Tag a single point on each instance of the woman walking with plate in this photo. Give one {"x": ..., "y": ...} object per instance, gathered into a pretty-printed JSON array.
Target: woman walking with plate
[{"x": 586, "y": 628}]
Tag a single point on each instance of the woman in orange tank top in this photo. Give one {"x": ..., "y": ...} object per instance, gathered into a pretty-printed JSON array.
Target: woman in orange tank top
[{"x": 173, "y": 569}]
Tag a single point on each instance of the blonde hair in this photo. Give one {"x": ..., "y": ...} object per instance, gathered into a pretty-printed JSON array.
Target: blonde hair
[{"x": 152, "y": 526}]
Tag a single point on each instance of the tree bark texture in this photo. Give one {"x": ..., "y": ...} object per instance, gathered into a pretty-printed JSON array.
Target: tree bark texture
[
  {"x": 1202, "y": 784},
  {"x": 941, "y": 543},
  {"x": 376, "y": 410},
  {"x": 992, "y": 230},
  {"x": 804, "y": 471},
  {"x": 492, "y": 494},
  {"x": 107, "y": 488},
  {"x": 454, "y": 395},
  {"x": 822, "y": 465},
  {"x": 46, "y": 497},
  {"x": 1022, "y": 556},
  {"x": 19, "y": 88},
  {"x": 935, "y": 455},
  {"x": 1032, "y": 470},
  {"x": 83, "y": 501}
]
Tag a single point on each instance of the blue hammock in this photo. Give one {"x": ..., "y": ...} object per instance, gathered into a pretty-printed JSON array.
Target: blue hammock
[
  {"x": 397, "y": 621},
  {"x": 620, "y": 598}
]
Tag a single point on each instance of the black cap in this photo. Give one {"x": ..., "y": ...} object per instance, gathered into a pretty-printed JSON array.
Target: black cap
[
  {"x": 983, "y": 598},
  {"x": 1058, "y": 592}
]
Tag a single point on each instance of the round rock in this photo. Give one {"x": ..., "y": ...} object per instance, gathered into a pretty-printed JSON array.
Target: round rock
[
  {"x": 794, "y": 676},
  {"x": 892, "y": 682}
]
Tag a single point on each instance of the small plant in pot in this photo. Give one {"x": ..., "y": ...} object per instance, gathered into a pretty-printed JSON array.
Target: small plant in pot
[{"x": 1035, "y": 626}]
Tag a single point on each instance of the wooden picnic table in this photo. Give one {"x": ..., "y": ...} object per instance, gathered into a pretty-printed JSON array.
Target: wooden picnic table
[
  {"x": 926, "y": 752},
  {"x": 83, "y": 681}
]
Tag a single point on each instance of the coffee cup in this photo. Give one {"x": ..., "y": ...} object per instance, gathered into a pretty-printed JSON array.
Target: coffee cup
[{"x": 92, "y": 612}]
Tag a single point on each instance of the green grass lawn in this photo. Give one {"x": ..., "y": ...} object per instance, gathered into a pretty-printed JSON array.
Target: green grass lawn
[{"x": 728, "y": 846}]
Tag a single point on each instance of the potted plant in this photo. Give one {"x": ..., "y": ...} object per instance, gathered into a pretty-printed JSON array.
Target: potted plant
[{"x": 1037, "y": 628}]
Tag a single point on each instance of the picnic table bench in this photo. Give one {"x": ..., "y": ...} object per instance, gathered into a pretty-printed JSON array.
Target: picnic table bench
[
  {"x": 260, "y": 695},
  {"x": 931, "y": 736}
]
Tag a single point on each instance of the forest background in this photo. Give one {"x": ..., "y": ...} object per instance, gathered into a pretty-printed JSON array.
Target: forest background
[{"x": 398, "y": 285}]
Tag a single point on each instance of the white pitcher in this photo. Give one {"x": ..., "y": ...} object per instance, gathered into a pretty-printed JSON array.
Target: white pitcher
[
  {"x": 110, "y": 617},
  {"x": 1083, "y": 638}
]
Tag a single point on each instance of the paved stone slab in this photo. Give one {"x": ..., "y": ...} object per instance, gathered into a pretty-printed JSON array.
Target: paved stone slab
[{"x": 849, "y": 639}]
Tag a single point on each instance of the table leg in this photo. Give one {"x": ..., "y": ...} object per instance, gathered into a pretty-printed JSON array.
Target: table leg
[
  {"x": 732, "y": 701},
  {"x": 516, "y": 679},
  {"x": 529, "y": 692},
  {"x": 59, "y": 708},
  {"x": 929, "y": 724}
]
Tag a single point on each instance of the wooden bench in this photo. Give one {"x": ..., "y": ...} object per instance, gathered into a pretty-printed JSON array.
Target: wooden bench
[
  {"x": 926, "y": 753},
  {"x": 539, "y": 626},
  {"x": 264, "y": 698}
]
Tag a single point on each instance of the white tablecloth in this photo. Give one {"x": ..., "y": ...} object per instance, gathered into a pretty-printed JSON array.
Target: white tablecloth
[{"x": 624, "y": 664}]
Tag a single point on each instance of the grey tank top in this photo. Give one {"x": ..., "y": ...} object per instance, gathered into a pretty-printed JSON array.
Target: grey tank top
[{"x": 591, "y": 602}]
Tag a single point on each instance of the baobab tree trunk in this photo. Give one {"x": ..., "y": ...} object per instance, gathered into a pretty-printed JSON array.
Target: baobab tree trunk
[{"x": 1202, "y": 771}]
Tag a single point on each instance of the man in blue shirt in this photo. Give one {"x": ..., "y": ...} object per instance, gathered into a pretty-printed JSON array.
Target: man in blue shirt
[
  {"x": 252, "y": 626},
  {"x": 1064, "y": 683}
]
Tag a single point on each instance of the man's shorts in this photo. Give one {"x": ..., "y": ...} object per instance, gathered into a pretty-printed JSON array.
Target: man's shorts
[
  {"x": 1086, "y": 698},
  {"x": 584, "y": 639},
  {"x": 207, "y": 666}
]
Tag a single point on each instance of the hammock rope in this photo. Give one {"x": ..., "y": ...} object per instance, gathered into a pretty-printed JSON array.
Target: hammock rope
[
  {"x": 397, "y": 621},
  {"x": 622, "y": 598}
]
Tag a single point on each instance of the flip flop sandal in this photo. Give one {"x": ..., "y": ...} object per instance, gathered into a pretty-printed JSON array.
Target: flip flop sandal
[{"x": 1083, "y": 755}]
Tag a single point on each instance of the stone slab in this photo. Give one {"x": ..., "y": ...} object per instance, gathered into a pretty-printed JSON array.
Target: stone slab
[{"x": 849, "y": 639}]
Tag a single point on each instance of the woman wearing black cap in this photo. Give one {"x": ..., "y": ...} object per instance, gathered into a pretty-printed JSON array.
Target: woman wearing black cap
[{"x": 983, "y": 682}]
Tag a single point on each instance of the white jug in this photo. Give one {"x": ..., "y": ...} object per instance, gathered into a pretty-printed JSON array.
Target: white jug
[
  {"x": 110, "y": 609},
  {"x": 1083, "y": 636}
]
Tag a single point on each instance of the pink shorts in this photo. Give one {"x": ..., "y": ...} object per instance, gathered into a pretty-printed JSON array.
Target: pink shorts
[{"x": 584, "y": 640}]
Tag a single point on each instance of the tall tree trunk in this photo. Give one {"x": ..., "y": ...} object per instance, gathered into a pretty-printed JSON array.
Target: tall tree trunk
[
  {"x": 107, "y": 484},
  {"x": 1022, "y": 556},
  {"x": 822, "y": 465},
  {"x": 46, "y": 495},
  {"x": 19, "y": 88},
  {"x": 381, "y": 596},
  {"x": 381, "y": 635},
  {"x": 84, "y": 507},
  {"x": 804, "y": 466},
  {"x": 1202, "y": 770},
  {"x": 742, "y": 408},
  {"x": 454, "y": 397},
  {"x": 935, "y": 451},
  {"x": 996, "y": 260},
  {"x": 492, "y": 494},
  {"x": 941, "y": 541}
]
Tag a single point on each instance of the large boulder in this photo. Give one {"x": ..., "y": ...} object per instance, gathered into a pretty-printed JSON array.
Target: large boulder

- **To do**: When you reach the line in the material above that holds "Target: man's shorts", begin reproducing lines exactly, and stop after the line that holds "Tag a single point on each instance of the hammock".

- **Final answer**:
Target: man's shorts
[
  {"x": 1086, "y": 698},
  {"x": 584, "y": 639},
  {"x": 207, "y": 666}
]
Tag a single point on each instance of the hammock rope in this photo. Give one {"x": ..., "y": ...} object per instance, gathered into a pretty-printed JSON array.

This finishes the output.